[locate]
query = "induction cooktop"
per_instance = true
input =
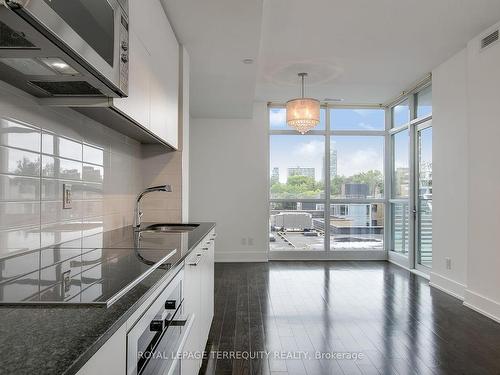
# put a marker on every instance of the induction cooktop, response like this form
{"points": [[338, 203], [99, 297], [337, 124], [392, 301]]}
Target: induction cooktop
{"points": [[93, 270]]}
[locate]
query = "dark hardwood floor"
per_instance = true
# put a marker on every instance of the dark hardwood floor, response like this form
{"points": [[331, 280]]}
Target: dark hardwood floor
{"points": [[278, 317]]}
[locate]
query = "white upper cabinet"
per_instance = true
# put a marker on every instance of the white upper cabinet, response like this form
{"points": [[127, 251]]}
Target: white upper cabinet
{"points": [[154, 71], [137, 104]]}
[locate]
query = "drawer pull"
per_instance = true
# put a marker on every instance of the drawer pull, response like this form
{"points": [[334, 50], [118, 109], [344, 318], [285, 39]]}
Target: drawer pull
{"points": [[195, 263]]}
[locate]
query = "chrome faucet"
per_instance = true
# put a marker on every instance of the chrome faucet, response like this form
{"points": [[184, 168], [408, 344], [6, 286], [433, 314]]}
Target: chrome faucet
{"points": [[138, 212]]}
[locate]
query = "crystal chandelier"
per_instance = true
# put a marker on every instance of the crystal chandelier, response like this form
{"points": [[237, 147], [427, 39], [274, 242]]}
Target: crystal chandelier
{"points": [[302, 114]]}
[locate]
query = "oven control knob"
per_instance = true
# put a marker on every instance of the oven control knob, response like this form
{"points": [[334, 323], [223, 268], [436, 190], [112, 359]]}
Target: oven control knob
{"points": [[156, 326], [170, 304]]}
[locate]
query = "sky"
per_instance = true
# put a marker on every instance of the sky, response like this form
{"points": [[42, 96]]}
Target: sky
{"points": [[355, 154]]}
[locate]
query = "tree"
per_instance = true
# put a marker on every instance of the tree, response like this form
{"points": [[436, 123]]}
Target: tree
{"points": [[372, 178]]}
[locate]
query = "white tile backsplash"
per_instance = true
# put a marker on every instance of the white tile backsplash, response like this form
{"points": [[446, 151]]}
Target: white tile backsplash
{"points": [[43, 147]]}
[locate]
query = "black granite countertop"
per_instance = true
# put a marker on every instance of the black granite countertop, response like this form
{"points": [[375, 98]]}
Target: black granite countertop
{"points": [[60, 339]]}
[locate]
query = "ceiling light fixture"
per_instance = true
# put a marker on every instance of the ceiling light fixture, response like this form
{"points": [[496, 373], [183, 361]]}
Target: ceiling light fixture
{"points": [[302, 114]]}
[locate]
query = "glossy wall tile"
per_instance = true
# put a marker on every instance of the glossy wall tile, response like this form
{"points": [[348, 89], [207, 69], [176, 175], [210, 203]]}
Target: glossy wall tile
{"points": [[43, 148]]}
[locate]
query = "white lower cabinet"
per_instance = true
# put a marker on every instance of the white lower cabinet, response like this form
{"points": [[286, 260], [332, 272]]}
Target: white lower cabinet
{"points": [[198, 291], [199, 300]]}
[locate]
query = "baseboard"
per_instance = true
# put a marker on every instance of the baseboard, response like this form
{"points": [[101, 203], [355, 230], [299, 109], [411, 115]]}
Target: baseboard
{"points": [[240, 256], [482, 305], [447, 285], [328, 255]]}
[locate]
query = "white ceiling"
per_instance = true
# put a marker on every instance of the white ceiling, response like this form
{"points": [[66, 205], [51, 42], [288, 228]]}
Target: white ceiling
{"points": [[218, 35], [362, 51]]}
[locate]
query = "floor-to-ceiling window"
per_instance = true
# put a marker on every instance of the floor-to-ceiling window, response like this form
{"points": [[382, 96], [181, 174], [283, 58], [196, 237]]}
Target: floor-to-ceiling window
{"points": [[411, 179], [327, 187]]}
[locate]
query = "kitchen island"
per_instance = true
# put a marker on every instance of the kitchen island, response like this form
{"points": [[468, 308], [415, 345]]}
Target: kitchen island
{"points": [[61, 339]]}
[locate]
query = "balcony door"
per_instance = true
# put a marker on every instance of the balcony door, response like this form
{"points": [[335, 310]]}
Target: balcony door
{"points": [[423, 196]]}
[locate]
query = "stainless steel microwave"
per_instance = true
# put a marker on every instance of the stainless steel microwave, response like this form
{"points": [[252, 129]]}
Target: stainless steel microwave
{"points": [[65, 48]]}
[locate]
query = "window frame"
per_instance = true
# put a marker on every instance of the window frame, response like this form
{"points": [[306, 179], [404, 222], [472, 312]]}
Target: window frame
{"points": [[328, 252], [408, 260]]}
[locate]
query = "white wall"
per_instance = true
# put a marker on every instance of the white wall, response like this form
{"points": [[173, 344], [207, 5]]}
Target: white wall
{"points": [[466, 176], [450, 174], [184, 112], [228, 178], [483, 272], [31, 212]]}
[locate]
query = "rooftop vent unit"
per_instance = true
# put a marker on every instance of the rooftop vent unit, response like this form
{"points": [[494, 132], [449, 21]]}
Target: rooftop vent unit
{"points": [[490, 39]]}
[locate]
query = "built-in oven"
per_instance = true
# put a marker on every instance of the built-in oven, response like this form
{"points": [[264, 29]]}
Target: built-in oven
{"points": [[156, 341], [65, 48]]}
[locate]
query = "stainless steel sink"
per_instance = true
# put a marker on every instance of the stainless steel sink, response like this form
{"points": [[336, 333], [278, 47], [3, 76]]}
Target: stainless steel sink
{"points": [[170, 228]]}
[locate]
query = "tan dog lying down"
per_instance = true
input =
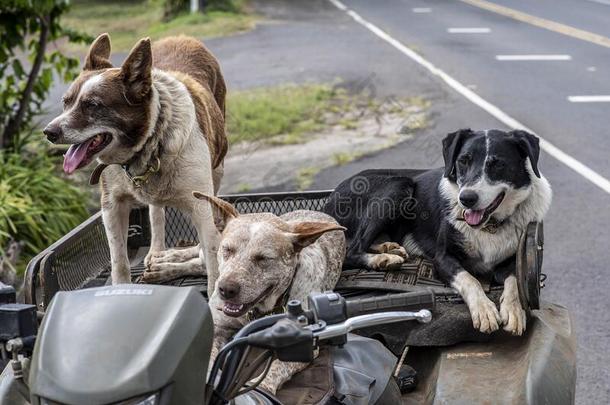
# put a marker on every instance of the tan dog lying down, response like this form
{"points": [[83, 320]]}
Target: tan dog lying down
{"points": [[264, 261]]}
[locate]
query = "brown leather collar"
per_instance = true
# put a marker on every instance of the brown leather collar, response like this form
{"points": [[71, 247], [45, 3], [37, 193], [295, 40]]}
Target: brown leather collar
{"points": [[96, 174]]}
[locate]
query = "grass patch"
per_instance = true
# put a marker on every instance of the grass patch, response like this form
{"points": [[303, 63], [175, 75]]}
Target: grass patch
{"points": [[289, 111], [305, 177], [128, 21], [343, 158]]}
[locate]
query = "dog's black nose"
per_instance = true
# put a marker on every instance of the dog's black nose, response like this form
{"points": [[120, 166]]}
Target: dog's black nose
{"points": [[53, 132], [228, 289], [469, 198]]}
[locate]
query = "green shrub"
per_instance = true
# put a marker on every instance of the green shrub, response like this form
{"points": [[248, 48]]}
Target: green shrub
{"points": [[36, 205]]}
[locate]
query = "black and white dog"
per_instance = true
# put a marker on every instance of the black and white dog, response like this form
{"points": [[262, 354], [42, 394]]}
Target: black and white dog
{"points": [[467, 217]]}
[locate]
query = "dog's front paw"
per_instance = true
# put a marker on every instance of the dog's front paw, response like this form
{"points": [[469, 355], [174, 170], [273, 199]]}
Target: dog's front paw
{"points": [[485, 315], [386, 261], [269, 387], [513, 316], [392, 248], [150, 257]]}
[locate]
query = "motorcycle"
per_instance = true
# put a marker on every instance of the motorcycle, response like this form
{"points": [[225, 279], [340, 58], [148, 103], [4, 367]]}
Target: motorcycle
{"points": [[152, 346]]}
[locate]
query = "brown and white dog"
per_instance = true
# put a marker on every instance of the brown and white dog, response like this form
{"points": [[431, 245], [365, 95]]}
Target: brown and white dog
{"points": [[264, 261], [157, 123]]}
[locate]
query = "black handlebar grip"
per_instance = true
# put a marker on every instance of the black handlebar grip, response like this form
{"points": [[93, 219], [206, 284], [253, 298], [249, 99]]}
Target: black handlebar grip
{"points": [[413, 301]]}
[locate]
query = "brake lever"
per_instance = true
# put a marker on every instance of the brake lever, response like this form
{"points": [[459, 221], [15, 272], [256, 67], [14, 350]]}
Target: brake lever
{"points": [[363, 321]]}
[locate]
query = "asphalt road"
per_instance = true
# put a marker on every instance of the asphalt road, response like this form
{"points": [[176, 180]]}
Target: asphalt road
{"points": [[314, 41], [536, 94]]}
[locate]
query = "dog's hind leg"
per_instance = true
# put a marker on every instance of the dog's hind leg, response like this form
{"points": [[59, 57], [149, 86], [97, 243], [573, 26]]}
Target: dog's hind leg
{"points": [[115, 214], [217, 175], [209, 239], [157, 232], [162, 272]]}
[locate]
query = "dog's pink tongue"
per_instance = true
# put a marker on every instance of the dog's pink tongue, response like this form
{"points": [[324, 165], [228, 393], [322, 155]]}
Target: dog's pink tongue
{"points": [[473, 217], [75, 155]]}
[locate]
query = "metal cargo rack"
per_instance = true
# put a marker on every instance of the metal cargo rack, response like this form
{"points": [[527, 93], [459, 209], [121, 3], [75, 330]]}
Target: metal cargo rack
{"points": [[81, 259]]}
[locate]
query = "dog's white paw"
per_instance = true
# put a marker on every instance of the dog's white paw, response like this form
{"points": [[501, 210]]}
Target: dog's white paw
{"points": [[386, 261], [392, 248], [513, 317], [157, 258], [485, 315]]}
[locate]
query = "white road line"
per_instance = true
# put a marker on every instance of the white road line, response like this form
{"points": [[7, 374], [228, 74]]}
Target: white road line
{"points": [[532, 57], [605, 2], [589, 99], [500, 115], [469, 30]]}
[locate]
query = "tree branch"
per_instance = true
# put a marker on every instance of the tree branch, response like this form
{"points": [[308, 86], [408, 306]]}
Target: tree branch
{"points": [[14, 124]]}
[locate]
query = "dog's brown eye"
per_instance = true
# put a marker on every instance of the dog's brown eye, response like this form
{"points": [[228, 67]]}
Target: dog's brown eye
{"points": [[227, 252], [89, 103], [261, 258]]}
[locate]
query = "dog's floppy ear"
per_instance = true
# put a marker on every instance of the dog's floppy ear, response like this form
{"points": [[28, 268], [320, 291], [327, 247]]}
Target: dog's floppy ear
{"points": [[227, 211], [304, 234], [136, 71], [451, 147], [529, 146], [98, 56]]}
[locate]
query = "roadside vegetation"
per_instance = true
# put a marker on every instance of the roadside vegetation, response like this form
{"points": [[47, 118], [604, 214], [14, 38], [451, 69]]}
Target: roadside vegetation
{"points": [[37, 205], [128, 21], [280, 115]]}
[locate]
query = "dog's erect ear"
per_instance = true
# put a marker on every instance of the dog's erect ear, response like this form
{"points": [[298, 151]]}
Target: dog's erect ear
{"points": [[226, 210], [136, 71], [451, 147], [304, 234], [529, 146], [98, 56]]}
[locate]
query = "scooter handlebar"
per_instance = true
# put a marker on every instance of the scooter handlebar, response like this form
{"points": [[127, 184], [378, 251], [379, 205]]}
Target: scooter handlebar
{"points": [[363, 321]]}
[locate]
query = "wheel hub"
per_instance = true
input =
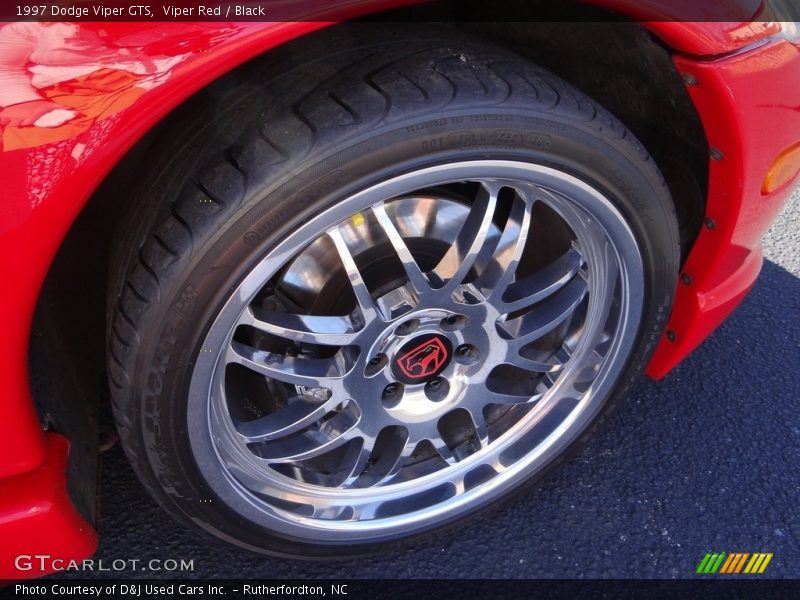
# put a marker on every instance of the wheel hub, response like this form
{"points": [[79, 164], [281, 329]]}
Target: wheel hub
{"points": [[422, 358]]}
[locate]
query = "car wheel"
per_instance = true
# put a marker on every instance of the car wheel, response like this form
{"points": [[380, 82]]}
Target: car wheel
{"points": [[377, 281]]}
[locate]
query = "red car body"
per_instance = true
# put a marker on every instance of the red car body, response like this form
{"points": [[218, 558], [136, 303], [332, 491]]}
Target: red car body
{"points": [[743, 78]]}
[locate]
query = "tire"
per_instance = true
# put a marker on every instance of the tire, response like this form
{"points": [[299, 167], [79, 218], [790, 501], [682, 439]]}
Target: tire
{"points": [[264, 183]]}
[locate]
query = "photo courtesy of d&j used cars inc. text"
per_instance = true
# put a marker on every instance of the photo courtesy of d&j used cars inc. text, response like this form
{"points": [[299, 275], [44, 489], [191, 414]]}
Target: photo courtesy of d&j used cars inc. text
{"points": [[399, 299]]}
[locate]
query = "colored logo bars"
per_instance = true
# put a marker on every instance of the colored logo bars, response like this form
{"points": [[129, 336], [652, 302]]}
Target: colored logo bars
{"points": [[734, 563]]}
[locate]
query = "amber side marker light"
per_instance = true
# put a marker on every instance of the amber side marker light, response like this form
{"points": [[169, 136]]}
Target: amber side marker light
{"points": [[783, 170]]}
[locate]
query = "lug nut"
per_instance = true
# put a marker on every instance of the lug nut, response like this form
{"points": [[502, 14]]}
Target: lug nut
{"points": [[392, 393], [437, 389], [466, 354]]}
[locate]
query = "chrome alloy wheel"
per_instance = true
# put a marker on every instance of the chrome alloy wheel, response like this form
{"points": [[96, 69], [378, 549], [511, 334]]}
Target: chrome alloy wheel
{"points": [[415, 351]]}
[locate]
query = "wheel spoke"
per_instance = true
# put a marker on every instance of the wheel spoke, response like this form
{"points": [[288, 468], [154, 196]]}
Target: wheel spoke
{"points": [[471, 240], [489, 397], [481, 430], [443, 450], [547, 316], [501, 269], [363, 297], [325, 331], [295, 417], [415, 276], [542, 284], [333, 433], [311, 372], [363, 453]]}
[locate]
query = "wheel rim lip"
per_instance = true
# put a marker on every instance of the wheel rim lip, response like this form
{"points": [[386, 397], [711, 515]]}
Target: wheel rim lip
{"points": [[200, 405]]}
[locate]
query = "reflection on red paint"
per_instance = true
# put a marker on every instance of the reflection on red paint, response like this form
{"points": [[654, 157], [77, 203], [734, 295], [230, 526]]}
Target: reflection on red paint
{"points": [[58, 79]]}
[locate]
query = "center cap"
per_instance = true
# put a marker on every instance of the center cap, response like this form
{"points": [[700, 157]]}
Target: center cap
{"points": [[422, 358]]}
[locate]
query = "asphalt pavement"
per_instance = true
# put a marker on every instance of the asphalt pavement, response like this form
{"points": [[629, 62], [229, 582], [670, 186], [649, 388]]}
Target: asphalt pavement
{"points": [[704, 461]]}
————————
## [GIVEN REQUEST]
Please identify each line of the records above that contains the word "cabinet" and copy those lines.

## [COMPLETE OUTPUT]
query = "white upper cabinet"
# put a marker on every instance of the white upper cabinet, response like this form
Target: white upper cabinet
query = "white lower cabinet"
# put a marker on every instance of the white lower cabinet, response like this form
Target: white lower cabinet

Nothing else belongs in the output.